## Consigne A
Montre chaque ligne des enregistrements ci-dessous qui contient le mot « rope », en tenant compte des majuscules et des minuscules.

## Texte fourni
+++++

Les candidats Jean-Louis Robinson (n° 33) et Hery Rajaonarimampianina (n° 03). Cette photo a été prise à la CENI-T à Alarobia, le 8 novembre 2013. Devant des vazaha évidemment. Les gros mots, c’est réservé au peuple malgache
Cet article, je l’ai rédigé le 15 novembre 2013, c’est-à -dire une semaine avant la proclamation officielle des résultats du premier tour de l’élection présidentielle de cette année (22 novembre 2013 au siège de la Cour électorale spéciale – CES- à Ambohidahy). A ce moment le nom de deux finalistes n’était encore qu’officieux. Mais c’est dans un contexte autre et un angle sortant totalement des sentiers battus que j’ai rédigé le présent texte dont l’argumentation reste toujours valable pour le prochain président de la république de Madagascar élu cette année 2018.
Lorsque des politiciens malgaches se rencontrent, entre eux, cela se termine fréquemment par des insultes copieuses. Rappelons-nous le comportement de Jean Louis Robinson sur le plateau de Tv Plus, à la veille du premier tour de l’élection présidentielle de 2013: « De vous quatre (Camille Vital, Hery Rajaonarimampianina, Roland Ratsiraka et Hery Rajaonarimampianina) aucun n’est favori. Quant à vous (à l’adresse de Hery Rajaonarimampianina), vous ne savez rien du tout (« tsy mahay n’inona n’inona »). Cela démontre, non pas un charisme hautain mais un grand complexe de supériorité.
Mais lorsque ce sont les vazaha (étrangers en général) qui « invitent », les mêmes politiciens malgaches deviennent totalement « civilisés ». Ici, nous avons affaire à un incommensurable complexe d’infériorité doublé d’un mépris pour le peuple malgache, celui qui va aller aux urnes et qui décidera de l’avenir des deux candidats au second tour.
En effet, l’introuvable « communauté internationale » (dixit le politologue français Michel Galy) se fout complètement que les Malgaches s’entretuent, s’appauvrissent. C’est leurs affaires, des affaires « internes ». Mais lorsque l’accalmie se pointe à l’horizon, alors là c’est son affaire (celle de la fameuse communauté internationale). Des affaires de rentabilité et de bénéfices. Car le monde des affaires est un monde de requins où la philanthropie n’a guère de place. Cessons de rêver.

+++++

Quelques enregistrements

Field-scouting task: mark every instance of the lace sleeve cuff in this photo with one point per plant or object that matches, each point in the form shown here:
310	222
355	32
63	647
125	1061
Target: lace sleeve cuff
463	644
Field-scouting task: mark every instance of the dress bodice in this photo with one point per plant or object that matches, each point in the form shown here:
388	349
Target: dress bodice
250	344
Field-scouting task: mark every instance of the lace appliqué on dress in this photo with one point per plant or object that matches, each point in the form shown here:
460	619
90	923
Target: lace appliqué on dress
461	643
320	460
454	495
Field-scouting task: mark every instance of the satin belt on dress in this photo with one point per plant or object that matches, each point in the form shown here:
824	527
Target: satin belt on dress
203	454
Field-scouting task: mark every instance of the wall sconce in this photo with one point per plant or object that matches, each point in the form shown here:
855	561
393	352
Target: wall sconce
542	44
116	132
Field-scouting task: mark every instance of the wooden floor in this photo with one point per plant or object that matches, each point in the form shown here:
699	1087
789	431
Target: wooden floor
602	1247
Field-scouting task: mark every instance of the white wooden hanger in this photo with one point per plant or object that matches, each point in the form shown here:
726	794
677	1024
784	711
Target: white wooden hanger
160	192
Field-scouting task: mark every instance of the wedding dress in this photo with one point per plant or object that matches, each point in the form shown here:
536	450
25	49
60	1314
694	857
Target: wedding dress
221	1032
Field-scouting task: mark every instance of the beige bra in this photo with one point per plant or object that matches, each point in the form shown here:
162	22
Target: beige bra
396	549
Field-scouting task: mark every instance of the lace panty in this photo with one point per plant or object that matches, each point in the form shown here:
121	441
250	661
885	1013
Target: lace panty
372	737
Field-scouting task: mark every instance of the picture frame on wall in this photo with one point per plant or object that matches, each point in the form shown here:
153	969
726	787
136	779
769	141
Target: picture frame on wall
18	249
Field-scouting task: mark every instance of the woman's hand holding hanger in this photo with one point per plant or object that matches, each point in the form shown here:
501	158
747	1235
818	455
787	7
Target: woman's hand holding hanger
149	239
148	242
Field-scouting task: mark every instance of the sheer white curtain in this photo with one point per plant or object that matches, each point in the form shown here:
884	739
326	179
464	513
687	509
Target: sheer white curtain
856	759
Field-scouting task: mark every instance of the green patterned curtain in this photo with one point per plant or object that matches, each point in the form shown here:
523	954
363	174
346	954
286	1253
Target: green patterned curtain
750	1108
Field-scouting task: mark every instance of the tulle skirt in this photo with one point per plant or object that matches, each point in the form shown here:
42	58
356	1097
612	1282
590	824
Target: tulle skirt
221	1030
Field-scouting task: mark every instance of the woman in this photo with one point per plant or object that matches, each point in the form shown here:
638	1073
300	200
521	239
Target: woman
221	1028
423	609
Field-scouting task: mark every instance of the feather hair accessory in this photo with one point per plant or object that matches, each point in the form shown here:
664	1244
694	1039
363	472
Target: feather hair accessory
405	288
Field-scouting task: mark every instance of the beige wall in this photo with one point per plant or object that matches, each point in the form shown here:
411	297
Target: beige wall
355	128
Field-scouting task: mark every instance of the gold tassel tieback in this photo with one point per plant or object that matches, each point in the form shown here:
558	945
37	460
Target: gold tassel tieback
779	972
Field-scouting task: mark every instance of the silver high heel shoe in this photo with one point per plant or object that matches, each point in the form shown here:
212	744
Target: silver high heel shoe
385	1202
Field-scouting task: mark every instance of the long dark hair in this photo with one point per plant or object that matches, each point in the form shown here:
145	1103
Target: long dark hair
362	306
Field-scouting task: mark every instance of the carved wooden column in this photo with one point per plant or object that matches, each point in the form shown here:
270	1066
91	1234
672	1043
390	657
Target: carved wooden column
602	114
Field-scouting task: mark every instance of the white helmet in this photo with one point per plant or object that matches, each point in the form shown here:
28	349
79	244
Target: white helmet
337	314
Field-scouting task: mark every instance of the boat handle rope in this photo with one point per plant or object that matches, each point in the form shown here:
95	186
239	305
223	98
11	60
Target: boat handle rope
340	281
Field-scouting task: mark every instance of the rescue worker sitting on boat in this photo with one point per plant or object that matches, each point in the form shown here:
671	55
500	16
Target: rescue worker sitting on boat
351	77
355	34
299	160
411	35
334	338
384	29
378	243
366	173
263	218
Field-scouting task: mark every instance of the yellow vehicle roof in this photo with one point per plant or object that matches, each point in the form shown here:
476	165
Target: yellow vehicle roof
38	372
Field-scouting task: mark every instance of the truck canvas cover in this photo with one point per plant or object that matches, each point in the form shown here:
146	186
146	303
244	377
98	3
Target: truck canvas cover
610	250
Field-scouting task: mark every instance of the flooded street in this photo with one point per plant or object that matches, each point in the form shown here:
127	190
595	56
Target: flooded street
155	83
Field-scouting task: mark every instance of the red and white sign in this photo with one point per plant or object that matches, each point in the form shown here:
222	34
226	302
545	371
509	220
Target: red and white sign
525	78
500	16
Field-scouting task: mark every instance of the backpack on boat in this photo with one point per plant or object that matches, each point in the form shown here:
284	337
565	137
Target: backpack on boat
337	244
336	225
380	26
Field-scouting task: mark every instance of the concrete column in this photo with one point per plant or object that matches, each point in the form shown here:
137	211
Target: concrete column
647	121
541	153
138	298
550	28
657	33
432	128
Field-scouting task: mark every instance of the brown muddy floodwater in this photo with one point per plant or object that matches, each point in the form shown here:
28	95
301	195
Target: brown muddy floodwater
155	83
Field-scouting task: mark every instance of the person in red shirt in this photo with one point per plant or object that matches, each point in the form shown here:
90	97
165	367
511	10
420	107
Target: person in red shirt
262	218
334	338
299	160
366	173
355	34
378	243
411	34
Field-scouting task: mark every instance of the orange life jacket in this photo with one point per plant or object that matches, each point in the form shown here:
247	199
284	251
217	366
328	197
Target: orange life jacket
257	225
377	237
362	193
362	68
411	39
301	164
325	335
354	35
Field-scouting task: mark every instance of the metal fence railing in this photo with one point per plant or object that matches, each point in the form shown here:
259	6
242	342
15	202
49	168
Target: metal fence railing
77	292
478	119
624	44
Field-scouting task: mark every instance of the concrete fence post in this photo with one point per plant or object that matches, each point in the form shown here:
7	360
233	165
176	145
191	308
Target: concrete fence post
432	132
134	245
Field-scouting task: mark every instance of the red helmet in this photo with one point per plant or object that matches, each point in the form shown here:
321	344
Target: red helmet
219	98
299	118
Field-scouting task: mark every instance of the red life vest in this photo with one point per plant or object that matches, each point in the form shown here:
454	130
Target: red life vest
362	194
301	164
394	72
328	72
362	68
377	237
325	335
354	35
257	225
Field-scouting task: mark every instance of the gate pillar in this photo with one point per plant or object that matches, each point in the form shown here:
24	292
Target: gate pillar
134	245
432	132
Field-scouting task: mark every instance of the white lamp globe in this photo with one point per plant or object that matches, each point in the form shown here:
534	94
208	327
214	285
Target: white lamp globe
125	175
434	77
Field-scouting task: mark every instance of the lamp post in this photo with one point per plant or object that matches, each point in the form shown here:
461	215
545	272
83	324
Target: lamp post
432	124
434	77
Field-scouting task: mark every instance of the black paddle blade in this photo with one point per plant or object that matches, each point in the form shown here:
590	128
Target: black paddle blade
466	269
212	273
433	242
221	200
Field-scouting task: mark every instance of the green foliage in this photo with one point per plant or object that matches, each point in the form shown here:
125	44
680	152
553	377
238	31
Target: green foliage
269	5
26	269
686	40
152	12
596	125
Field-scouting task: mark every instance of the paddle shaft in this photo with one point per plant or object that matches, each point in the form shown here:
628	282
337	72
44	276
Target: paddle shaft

+++++

## Consigne B
Donne la suite du texte sur les politiciens malgaches, en reprenant juste après sa dernière phrase.

## Résultat A
Field-scouting task: mark every instance of the boat handle rope in this photo with one point per plant or object that matches, each point in the form shown here:
Target: boat handle rope

## Résultat B
La proclamation officielle des résultats du premier tour n’avait pas encore été effectuée mais voilà que les Chambres de commerce et de l’industrie de pays étrangers ont organisé une « conférence-débat », le 14 novembre 2013, à l’hôtel Carlton Anosy. Ce, en présence d’opérateurs « économiques » malgaches, européens en général, sud-africains et américains. Vive le capitalisme et tant pis pour les « homeless » ! A croire que ce sont ces opérateurs, totalement invisibles jusque-là , qui iront voter au second tour pour déterminer qui sera premier président de la IVème république de Madagascar, ma parole. La grande question (en fait il y en avait onze pour les deux candidats finalistes) qui résume cette rencontre est : qu’allez-vous faire si vous êtes élu président ? Ma question : Pourquoi rendre des comptes, en premier, à des vazaha, en public et en langue française ?
Dans le volet « promesses et intentions », et grosso modo, si Jean Louis Robinson, le candidat « favori » franco-malgache, a annoncé le retour du Map (Madagascar action plan) de l’anglophile Marc Ravalomanana, Hery Rajaonarimampianina, le candidat « d’ouverture » Malagasy, lui, table, sur la libéralisation totale du secteur privé en matière d’investissements. Tout cela vaut ce que ça vaut, mais il y a loin de la parole aux actions. Car c’est lorsque l’on se trouve dedans (dans le pouvoir) que l’on se rend compte que c’est plus difficile à réaliser qu’à dire. Il est donc bon de faire copain-copain avec ceux qui détiennent le nerf de la guerre. N’est-ce pas ? Et tout cela sera couvert par le doux euphémisme de « partenariat » qui a supplanté le terme « coopération ». Mot qui a remplacé le mot « colonisation ». Quoi qu'ils aient dit, ils ont déjà été jugés et pesés, à travers cette démarche pas anodine ni fortuite du tout. Et nécessairement urgente pour ceux qui sont déjà riches.
A ce rythme, même dans une dixième république, Madagascar ne sera jamais « indépendant ». Je ne dis pas qu’il faut cesser toute relation internationale mais je dis qu’étant dans notre propre pays, c’est aux dirigeants futurs de dicter les conditions d’abord. Ce qui va se passer, dans ce genre de démarche ? Les « opérateurs » séduits vont mettre des sous sur la table. Et le remboursement de cette dette -aussi bien morale que financière- et ses intérêts amènera la dépendance économique du pays tout entier. Complexé à mort devant un vazaha, le politicien malgache ne saura donc jamais dire non ? Et tout le monde, ici, trouve cela normal, sans aucune anticipation, sans aucune projection sur le grand revers de ce genre « d’invitation ». Vraiment, qu’est-ce qu’on n’est pas con dans le microscome politico-économique de la Grande île.
Et le peuple dans tout ça ? Vaincu d’avance, il n’aura toujours que les dirigeants qu’il ne mérite même pas. Et, paradoxalement, les deux mots « con » et « vaincu » forment le mot convaincu. Mais entre ces complexes de supériorité et d’infériorité, cela ne me… convainque pas du tout, étant donné tous les précédents historiques que j’ai vécu depuis Philibert Tsiranana, premier président de la première république de Madagascar à Hery Rajaonarimampianina, premier président de la quatrième république de Madagascar.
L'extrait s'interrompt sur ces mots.